(Data items)
_ _ _ _ _

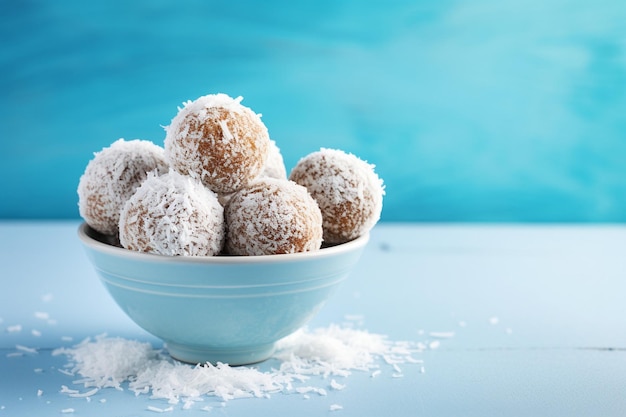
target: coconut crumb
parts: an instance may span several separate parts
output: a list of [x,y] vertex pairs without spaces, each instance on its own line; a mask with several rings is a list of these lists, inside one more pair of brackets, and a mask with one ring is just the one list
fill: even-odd
[[356,371],[377,377],[382,374],[382,363],[391,368],[392,378],[398,378],[403,376],[400,364],[422,366],[412,355],[423,350],[421,343],[391,342],[380,334],[331,325],[312,331],[304,328],[277,342],[272,360],[278,366],[269,371],[223,363],[192,366],[173,360],[149,343],[106,335],[57,349],[53,355],[66,355],[69,363],[59,371],[72,376],[74,384],[88,388],[83,391],[63,385],[61,393],[90,398],[107,388],[130,390],[166,400],[172,407],[150,409],[165,412],[176,404],[189,409],[205,397],[226,404],[239,398],[269,398],[274,393],[299,394],[305,399],[311,394],[326,396],[326,388],[312,383],[311,377],[330,378],[327,387],[339,391],[346,387],[339,378]]

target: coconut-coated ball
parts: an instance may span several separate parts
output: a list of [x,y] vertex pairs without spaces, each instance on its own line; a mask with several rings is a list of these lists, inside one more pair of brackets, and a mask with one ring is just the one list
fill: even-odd
[[241,100],[210,94],[186,102],[166,127],[170,166],[223,194],[257,177],[267,160],[269,133],[260,116]]
[[306,188],[292,181],[258,178],[225,210],[231,255],[308,252],[322,245],[322,213]]
[[124,205],[119,229],[126,249],[213,256],[224,246],[224,209],[198,180],[175,171],[150,174]]
[[146,140],[118,139],[94,154],[78,183],[80,216],[100,233],[117,236],[120,210],[146,179],[167,172],[163,148]]
[[317,201],[325,243],[355,239],[380,219],[383,182],[374,165],[353,154],[322,148],[300,159],[289,179],[306,187]]

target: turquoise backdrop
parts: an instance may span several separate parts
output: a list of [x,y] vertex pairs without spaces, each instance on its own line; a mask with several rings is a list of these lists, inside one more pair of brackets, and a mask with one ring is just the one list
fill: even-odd
[[0,218],[77,218],[114,140],[243,96],[288,169],[376,165],[384,221],[626,221],[626,3],[1,1]]

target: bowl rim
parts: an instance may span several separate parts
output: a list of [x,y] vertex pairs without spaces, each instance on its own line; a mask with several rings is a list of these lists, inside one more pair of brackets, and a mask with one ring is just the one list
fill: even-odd
[[136,261],[150,262],[177,262],[185,264],[215,264],[215,265],[242,265],[242,264],[259,264],[259,263],[282,263],[302,260],[323,259],[327,257],[337,256],[352,252],[363,248],[369,241],[370,234],[366,232],[361,236],[334,246],[325,247],[317,251],[286,253],[278,255],[252,255],[252,256],[169,256],[155,253],[136,252],[119,246],[113,246],[89,235],[89,232],[98,233],[91,228],[86,222],[82,222],[78,227],[78,237],[83,245],[96,252],[125,258]]

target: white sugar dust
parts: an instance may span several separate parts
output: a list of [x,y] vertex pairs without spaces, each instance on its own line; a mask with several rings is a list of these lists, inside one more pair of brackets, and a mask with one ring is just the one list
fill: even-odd
[[425,349],[423,343],[391,342],[382,335],[331,325],[297,331],[277,343],[273,358],[256,366],[183,364],[149,343],[105,335],[54,354],[69,358],[63,372],[84,387],[81,391],[63,386],[61,392],[71,397],[128,389],[190,408],[204,397],[226,402],[275,393],[324,396],[327,390],[345,388],[346,377],[354,371],[377,377],[387,367],[390,376],[401,376],[401,364],[422,366],[414,355]]

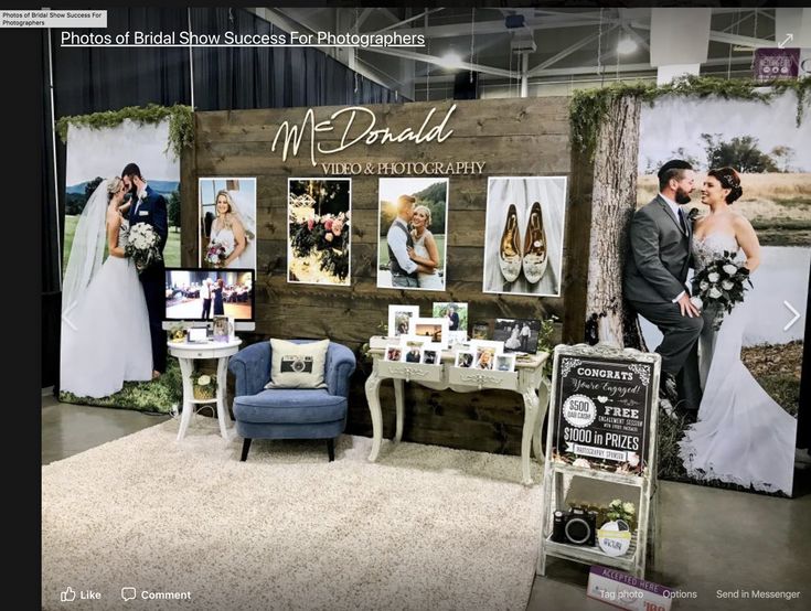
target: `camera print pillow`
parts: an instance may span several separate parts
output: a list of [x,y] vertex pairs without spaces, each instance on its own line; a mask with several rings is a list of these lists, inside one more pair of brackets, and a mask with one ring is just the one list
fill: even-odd
[[270,340],[270,382],[265,388],[326,388],[324,364],[329,340],[295,344]]

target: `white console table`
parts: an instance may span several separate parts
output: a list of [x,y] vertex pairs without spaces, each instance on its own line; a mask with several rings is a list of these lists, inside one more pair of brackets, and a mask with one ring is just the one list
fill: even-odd
[[[371,346],[385,343],[385,339],[373,337]],[[548,353],[533,354],[529,360],[516,362],[514,372],[482,371],[455,367],[455,351],[442,352],[440,365],[419,363],[397,363],[384,361],[385,347],[372,347],[372,375],[366,379],[366,400],[372,415],[372,452],[369,460],[374,462],[383,440],[383,415],[381,412],[380,387],[384,379],[394,383],[396,405],[396,430],[394,442],[403,438],[403,420],[405,406],[403,400],[403,383],[416,382],[428,388],[444,390],[449,388],[456,393],[474,393],[487,388],[512,390],[524,399],[524,428],[521,439],[522,482],[532,484],[530,474],[530,451],[534,451],[538,461],[544,460],[541,448],[541,426],[549,406],[549,380],[543,375]]]
[[[169,354],[177,356],[180,361],[180,375],[183,378],[183,414],[180,418],[180,430],[178,431],[178,441],[183,439],[185,431],[189,429],[189,422],[192,419],[192,412],[195,405],[213,404],[217,406],[217,420],[220,420],[220,435],[223,439],[228,440],[228,409],[225,406],[225,389],[228,374],[228,358],[237,353],[242,340],[236,337],[230,342],[169,342]],[[216,358],[217,360],[217,390],[213,399],[195,399],[194,388],[192,386],[192,372],[194,369],[194,361],[198,358]]]

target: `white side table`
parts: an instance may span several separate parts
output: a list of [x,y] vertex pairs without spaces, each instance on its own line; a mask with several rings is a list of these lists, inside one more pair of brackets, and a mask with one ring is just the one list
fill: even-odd
[[[386,343],[386,339],[375,343]],[[485,388],[512,390],[521,395],[524,401],[524,427],[521,438],[521,481],[532,484],[530,453],[543,462],[541,447],[541,427],[549,406],[549,379],[544,375],[544,364],[548,353],[540,352],[526,362],[515,364],[514,372],[482,372],[480,369],[462,369],[453,366],[455,352],[442,352],[441,364],[423,365],[417,363],[392,363],[383,360],[384,349],[373,347],[369,351],[373,358],[372,375],[366,379],[366,401],[372,416],[372,451],[369,460],[374,462],[383,440],[383,414],[381,410],[380,387],[384,379],[394,383],[394,401],[396,407],[396,430],[394,442],[403,438],[405,416],[404,382],[416,382],[421,386],[444,390],[449,388],[456,393],[474,393]]]
[[[223,439],[228,440],[227,426],[227,407],[225,406],[225,392],[227,384],[228,358],[236,354],[239,350],[242,340],[235,337],[230,342],[168,342],[169,354],[177,356],[180,361],[180,374],[183,378],[183,415],[180,418],[180,430],[178,431],[178,441],[183,439],[192,419],[192,412],[195,405],[212,404],[217,405],[217,420],[220,420],[220,435]],[[194,371],[194,361],[198,358],[216,358],[217,360],[217,392],[214,399],[195,399],[192,386],[192,372]]]

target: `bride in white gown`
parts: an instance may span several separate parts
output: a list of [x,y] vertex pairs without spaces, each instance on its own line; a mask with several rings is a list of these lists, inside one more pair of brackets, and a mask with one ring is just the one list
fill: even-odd
[[[152,379],[149,314],[135,265],[121,179],[102,181],[76,224],[62,288],[60,388],[106,397],[125,380]],[[107,244],[109,256],[104,258]]]
[[[217,192],[215,202],[216,218],[211,225],[209,248],[211,249],[215,244],[224,247],[225,259],[221,267],[244,267],[243,256],[248,246],[248,235],[236,204],[225,189]],[[252,262],[249,267],[255,267],[255,265]]]
[[436,291],[445,290],[445,282],[439,276],[439,248],[434,234],[430,233],[430,208],[419,205],[414,208],[412,217],[412,237],[414,238],[414,248],[408,249],[408,257],[417,264],[430,268],[431,274],[418,272],[417,281],[420,289],[430,289]]
[[[698,269],[724,251],[735,253],[750,272],[760,264],[760,245],[751,224],[729,208],[741,193],[735,170],[711,170],[702,187],[702,203],[711,213],[696,221],[693,232]],[[718,331],[713,329],[714,310],[707,308],[702,315],[698,354],[704,394],[697,421],[679,443],[687,474],[790,496],[797,420],[740,361],[750,309],[746,302],[738,303],[724,317]]]

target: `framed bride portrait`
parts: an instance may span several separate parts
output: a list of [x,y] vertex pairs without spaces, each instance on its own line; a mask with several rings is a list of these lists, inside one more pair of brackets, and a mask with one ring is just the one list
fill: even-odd
[[198,204],[200,267],[256,269],[256,179],[198,179]]

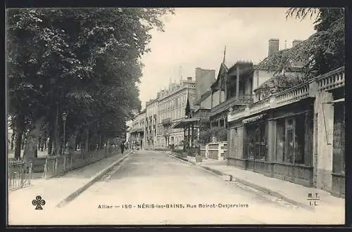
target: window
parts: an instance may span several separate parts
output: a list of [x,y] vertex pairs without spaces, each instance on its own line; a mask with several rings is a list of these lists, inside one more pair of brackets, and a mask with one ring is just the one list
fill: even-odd
[[276,161],[304,164],[305,115],[277,120],[276,130]]
[[247,155],[249,159],[267,160],[268,127],[266,122],[247,124]]
[[333,133],[332,172],[345,174],[345,106],[341,103],[334,105]]

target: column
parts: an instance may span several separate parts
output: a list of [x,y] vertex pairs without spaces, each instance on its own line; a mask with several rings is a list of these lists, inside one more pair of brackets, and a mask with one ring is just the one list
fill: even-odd
[[313,153],[313,130],[312,125],[312,114],[310,112],[307,112],[304,114],[305,122],[305,134],[304,134],[304,164],[307,165],[312,165],[312,155]]
[[213,108],[213,101],[214,101],[214,97],[213,94],[213,90],[211,91],[211,98],[210,98],[210,109]]
[[191,135],[191,146],[193,148],[194,145],[194,125],[193,124],[192,124],[191,127],[192,127],[192,131],[191,131],[192,135]]
[[236,76],[236,99],[238,101],[239,94],[239,66],[237,65],[237,76]]

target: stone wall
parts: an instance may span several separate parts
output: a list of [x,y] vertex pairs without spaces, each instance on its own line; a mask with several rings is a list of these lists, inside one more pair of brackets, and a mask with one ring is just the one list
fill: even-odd
[[[313,179],[316,187],[325,191],[332,188],[332,138],[334,108],[332,104],[322,104],[332,101],[332,95],[326,91],[318,91],[315,95],[313,133]],[[315,127],[317,127],[315,128]]]

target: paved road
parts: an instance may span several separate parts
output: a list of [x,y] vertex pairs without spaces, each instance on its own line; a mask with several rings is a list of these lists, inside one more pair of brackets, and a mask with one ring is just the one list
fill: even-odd
[[[62,213],[56,214],[55,221],[58,224],[319,224],[326,220],[321,214],[275,200],[225,181],[165,153],[138,151],[61,209]],[[167,204],[182,204],[184,207],[166,208]],[[220,208],[219,204],[225,207]],[[216,207],[211,207],[213,205]]]

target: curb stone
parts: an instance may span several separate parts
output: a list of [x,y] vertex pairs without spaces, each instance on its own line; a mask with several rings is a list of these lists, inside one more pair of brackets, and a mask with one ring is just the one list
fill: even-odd
[[192,165],[197,165],[197,166],[200,166],[202,168],[208,170],[208,171],[210,171],[217,175],[219,175],[219,176],[229,176],[228,178],[231,180],[230,181],[234,181],[234,182],[238,182],[239,183],[241,183],[241,184],[244,184],[245,186],[249,186],[251,188],[253,188],[254,189],[256,189],[260,192],[263,192],[264,193],[266,193],[270,196],[272,196],[272,197],[275,197],[275,198],[279,198],[279,199],[282,199],[289,203],[291,203],[292,205],[295,205],[296,206],[298,206],[300,207],[302,207],[302,208],[304,208],[305,210],[311,210],[311,211],[314,211],[314,209],[310,207],[308,205],[306,205],[306,204],[303,204],[302,202],[298,202],[295,200],[292,200],[289,198],[287,198],[287,196],[281,194],[281,193],[279,193],[276,191],[273,191],[268,188],[265,188],[265,187],[263,187],[263,186],[258,186],[257,184],[255,184],[253,183],[251,183],[251,182],[249,182],[248,181],[245,181],[244,179],[239,179],[239,178],[237,178],[235,176],[234,176],[233,175],[231,175],[231,174],[226,174],[226,173],[224,173],[222,172],[220,172],[219,170],[217,170],[217,169],[213,169],[211,167],[206,167],[206,166],[203,166],[203,165],[197,165],[196,163],[194,163],[194,162],[192,161],[190,161],[190,160],[188,160],[187,159],[185,159],[185,158],[182,158],[182,157],[177,157],[175,155],[173,155],[172,154],[170,154],[170,155],[172,156],[172,157],[175,157],[176,158],[178,158],[178,159],[180,159],[180,160],[184,160],[189,163],[191,163]]
[[87,188],[88,188],[89,186],[93,185],[96,181],[98,181],[101,176],[105,175],[106,173],[108,173],[110,170],[111,170],[115,166],[117,165],[120,164],[121,162],[122,162],[125,159],[126,159],[127,157],[129,157],[131,154],[133,153],[133,151],[130,151],[127,154],[126,154],[125,156],[122,157],[121,158],[118,159],[117,161],[114,162],[111,165],[110,165],[108,167],[105,168],[104,169],[100,171],[98,174],[94,175],[93,177],[92,177],[87,183],[83,184],[82,186],[78,188],[76,191],[75,191],[73,193],[68,195],[66,198],[65,198],[63,200],[61,200],[58,205],[56,205],[56,207],[62,207],[67,205],[69,202],[72,201],[73,199],[77,198],[80,194],[83,193]]

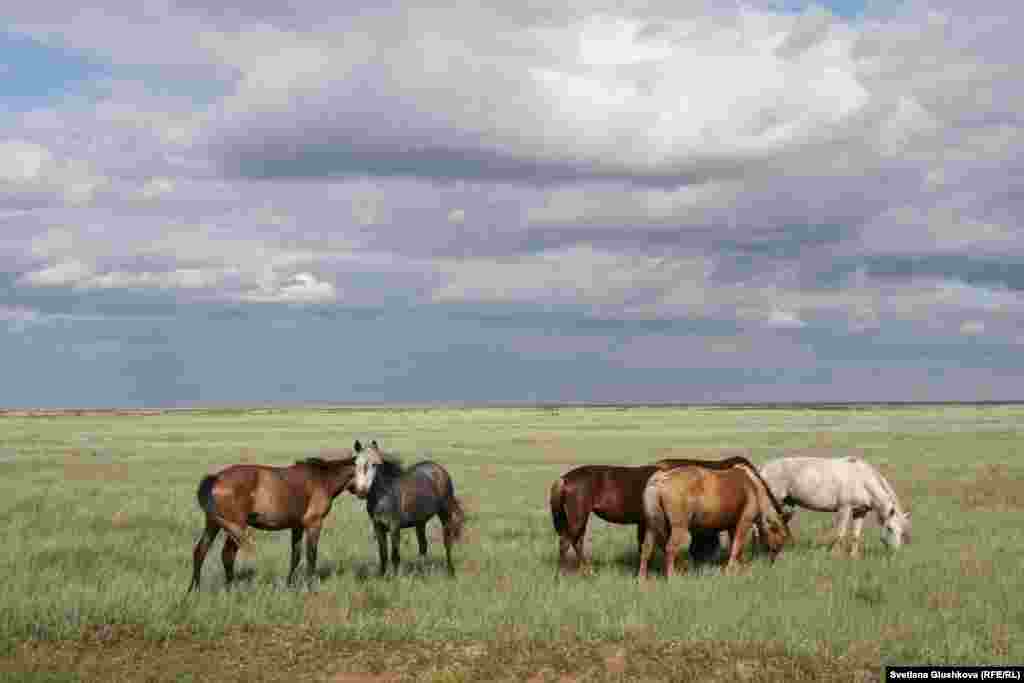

_ _ _ _ _

§ WHAT YOU NEED TO DO: Copy the lines of the entries word for word, beginning at the line containing "target: window" and continuing through the line containing "[[333,133],[332,172],[345,174],[345,106],[341,103],[334,105]]", both ends included.

§ ANSWER TO THE PROBLEM:
target: window
parts: an instance may span several separate parts
output: a list of [x,y] vertex pairs without spaces, each instance on its own line; a mask with several rings is a list of these lists, inside one more pair of brackets, and a mask with one ring is just the one list
fill: even-odd
[[276,161],[304,164],[305,115],[277,120],[276,130]]
[[247,155],[249,159],[267,160],[268,127],[266,122],[247,124]]
[[333,133],[332,172],[345,174],[345,106],[341,103],[334,105]]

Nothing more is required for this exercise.